◆ **EXERCISE REQUIREMENTS**
Look through the data below. Show each line where the string "snow" occurs.

◆ **SUPPLIED RECORDS**
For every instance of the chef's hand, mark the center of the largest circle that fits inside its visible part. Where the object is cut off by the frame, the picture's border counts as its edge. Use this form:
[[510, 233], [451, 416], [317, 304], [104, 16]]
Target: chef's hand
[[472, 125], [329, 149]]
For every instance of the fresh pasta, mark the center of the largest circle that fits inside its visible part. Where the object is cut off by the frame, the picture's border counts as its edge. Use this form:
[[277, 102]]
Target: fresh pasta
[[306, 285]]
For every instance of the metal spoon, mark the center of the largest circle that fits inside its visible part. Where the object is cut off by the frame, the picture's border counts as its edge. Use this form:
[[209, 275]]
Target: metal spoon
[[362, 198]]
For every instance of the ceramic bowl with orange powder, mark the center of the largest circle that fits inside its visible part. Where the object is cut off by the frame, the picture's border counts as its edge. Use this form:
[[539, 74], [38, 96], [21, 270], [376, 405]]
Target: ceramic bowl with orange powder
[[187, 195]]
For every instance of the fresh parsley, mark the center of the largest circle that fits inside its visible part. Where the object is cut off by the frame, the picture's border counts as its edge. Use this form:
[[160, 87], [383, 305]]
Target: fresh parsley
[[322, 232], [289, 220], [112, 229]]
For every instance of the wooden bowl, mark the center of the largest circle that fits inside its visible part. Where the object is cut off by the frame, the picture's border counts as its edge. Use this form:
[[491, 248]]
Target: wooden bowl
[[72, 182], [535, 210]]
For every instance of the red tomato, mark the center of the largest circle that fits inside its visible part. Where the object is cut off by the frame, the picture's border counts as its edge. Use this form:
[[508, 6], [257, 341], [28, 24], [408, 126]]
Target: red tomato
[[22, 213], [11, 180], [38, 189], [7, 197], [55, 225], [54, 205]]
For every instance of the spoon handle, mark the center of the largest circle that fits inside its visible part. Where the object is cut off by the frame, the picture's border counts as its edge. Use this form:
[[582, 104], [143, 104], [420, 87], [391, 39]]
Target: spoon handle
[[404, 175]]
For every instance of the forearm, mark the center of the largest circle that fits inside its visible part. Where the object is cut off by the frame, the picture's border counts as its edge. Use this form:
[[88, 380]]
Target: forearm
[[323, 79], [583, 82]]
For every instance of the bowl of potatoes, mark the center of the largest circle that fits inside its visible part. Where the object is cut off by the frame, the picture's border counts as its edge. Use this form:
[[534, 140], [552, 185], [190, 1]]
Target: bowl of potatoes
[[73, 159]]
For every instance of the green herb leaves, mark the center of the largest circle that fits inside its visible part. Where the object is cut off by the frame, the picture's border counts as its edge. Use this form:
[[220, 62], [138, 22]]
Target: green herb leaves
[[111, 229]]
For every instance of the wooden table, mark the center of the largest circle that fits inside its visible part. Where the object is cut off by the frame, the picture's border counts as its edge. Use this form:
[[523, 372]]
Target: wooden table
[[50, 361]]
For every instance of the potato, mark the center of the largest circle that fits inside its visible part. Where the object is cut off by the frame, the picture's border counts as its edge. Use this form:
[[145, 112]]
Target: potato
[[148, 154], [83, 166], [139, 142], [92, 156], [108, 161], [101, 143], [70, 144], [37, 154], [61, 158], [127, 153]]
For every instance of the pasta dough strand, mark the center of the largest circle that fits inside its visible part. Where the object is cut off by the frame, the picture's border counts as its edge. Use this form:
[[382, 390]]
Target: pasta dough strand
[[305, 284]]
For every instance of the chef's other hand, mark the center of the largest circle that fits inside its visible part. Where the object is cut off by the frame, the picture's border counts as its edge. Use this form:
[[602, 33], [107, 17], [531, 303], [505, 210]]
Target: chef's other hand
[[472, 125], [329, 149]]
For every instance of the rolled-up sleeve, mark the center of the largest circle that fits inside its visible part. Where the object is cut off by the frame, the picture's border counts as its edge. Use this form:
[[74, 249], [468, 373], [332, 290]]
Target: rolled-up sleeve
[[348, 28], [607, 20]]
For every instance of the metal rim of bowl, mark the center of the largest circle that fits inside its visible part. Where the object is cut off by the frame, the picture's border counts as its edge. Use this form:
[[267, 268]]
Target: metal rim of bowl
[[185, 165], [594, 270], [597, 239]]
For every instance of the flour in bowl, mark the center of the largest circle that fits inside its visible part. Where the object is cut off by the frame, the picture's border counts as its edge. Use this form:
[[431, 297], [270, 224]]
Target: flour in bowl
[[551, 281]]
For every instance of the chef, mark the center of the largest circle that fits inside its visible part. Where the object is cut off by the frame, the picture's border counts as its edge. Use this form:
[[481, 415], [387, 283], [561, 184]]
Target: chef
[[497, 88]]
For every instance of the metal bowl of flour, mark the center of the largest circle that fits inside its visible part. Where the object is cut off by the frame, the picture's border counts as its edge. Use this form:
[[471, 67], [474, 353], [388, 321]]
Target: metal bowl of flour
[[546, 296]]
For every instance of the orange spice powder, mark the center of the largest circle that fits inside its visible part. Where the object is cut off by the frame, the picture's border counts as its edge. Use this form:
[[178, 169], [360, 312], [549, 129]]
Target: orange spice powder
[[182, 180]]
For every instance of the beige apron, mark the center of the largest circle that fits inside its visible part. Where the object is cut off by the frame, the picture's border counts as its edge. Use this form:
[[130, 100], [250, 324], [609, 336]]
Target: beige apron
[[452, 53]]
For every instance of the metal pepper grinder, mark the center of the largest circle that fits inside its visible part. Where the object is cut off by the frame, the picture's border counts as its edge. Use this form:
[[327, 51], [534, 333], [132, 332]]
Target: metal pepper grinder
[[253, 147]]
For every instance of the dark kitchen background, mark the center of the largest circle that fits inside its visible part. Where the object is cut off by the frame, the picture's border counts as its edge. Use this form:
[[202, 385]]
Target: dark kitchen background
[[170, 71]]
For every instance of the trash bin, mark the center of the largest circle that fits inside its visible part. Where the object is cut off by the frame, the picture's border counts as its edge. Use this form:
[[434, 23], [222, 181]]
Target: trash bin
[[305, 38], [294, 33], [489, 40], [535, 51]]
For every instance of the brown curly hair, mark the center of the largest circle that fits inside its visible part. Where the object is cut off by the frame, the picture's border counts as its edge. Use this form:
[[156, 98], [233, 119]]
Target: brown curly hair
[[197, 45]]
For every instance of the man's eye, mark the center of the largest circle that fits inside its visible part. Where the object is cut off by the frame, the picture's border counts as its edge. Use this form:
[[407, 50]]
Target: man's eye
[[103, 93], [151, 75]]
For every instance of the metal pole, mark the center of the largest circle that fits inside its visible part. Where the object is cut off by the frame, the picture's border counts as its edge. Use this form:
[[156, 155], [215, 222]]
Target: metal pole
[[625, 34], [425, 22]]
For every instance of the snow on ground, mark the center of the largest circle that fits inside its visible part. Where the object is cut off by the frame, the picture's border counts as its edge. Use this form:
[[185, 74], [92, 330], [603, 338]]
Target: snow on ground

◆ **YOUR SOLUTION**
For every instance of the snow on ground, mark the center of the largest circle that fits inside its visible part. Where the object is cut off by the frame, the picture's border counts as its edge. Use this form:
Target: snow on ground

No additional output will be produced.